• Task requirements:
a. In the workplace data security passage, what does it say the COVID-19 pandemic transformed?
b. Please extend the workplace data security passage with new text that picks up after its final sentence.

• Source extract:
Take the time to adapt or write your own general policies that your employees will need to make their own. This will allow you to better justify and enforce them. The rules regarding the use of social media, personal use of work computers, what measures to take when working from home or when malware appears should be clear and simple.

Working at home without straying from guidelines

The COVID-19 pandemic has transformed our relationship to telecommuting, which has become a more common option. With an easier work-family balance and undeniable advantages in terms of space management for companies, these changes are likely to become ingrained over time. How do you protect your sensitive data outside the office? Here are a few things to watch out for in order to manage your staff effectively:

  • Restrict access to business data to only those employees who really need it.
  • Adapt the level of access to the task to be performed. An employee in charge of client accounts who migrates to the finance department should no longer have access to the information they previously had.

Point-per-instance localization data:

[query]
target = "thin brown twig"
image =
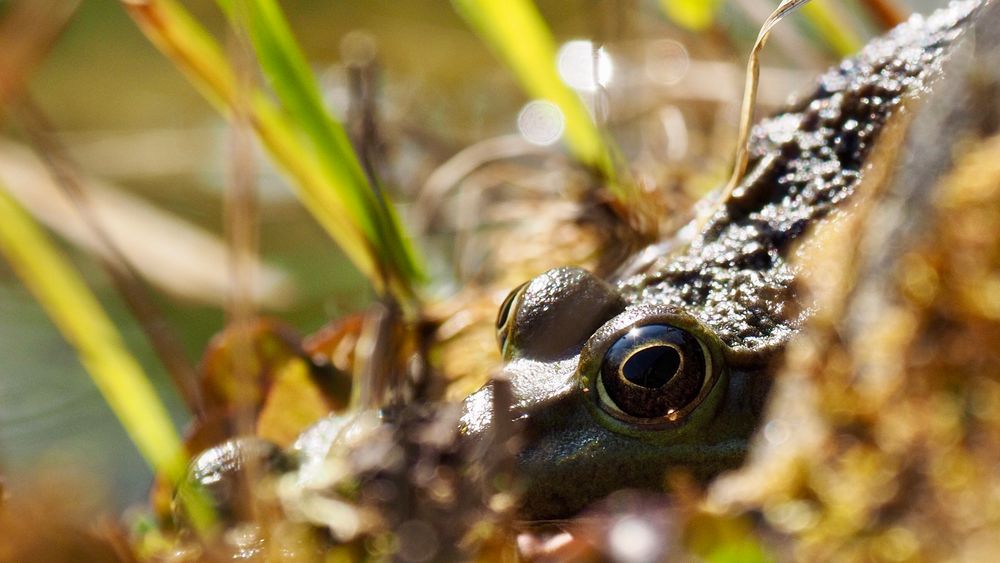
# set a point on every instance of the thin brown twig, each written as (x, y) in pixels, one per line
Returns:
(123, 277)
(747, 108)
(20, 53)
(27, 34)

...

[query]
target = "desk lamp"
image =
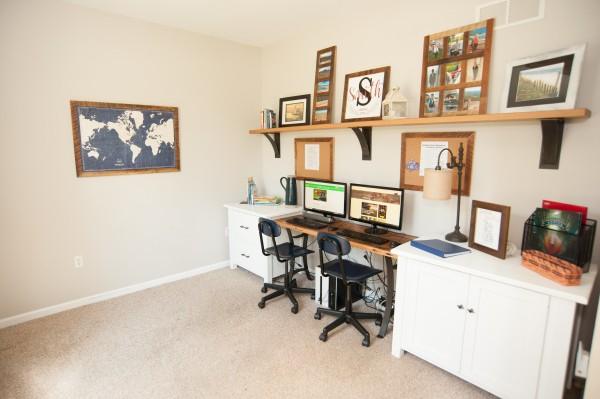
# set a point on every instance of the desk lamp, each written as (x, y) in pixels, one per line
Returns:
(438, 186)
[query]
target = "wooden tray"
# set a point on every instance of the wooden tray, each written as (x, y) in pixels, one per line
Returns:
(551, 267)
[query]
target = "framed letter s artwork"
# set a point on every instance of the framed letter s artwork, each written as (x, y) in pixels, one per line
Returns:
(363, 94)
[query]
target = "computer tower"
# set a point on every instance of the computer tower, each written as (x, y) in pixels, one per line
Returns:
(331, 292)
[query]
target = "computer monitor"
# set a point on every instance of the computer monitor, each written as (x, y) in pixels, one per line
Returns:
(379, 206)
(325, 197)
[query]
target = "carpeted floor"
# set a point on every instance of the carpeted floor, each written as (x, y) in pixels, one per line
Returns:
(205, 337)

* * *

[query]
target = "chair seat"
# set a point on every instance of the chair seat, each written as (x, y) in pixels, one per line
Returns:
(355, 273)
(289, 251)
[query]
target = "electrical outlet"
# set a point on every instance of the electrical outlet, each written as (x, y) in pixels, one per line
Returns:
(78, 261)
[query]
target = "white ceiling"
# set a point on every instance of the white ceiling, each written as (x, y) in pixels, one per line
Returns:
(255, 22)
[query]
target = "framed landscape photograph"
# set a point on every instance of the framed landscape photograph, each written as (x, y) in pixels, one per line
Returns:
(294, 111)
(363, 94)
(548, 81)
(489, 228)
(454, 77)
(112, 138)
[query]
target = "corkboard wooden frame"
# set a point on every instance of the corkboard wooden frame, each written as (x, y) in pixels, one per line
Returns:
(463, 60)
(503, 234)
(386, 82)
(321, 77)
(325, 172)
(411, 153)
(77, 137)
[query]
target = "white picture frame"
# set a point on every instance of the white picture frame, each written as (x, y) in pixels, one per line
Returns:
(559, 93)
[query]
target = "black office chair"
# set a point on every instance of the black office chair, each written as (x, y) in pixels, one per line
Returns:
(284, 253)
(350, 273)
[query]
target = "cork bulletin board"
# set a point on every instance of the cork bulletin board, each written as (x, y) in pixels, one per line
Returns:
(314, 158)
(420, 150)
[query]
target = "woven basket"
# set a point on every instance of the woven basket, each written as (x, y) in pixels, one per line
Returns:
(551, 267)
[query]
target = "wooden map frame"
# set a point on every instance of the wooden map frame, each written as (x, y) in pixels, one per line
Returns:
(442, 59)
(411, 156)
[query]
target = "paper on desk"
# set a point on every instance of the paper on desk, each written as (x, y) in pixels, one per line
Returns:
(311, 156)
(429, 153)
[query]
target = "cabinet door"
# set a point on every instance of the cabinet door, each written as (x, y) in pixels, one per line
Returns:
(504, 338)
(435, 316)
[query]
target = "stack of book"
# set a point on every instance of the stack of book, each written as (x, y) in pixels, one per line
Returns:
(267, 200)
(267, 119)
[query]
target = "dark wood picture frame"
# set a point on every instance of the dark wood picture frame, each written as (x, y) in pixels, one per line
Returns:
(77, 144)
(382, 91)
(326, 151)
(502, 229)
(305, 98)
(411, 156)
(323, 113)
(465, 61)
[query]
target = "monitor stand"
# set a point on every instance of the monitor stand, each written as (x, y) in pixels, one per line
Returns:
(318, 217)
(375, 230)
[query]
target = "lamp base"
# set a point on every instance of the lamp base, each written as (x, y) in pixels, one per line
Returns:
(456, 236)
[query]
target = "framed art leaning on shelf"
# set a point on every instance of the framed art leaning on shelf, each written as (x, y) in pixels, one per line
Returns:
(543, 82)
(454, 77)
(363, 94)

• Per-task outputs:
a. Our relationship to telecommuting.

b.
  • Encourage the use of office electronics with anti-virus and firewall software instead of personal computers, which are more vulnerable to cyber attacks and used by several members of the same household.
  • Ask your employees to use a VPN (virtual private network) and protect their wireless networks and devices with complex passwords.

3. Maintain a high level of protection: Vigilance and a backup plan

You’ve dug the moat and raised the drawbridge. Now, all you have to do is stand guard from the top of your castle! Once your strategy is well established, you’ll need to maintain continuous protection. Now is the time to choose your cybersecurity watchdog and develop a contingency plan.

Designate a person responsible for your data security

It’s crucial to appoint a team responsible for maintaining your Web-based protection and for keeping an eye out for threats. This team can implement the action plan, ensure compliance with your company’s cybersecurity policies, standards and best practices, stay on top of new threats and hacker schemes, and update the company’s various software and electronic devices, whether they’re used in the office or at home.

Phishing, harpooning, malware, spam: hackers are creative. Those in charge of IT security will have to become true detectives in order to recognize the different forms that cyber attacks could take within your company.

Does your manager know about the fake employee scam? This scam targets small and medium-sized businesses that have not been educated about cybercriminals. It’s used to infiltrate your computer systems in order to interfere with your operations or steal your banking information.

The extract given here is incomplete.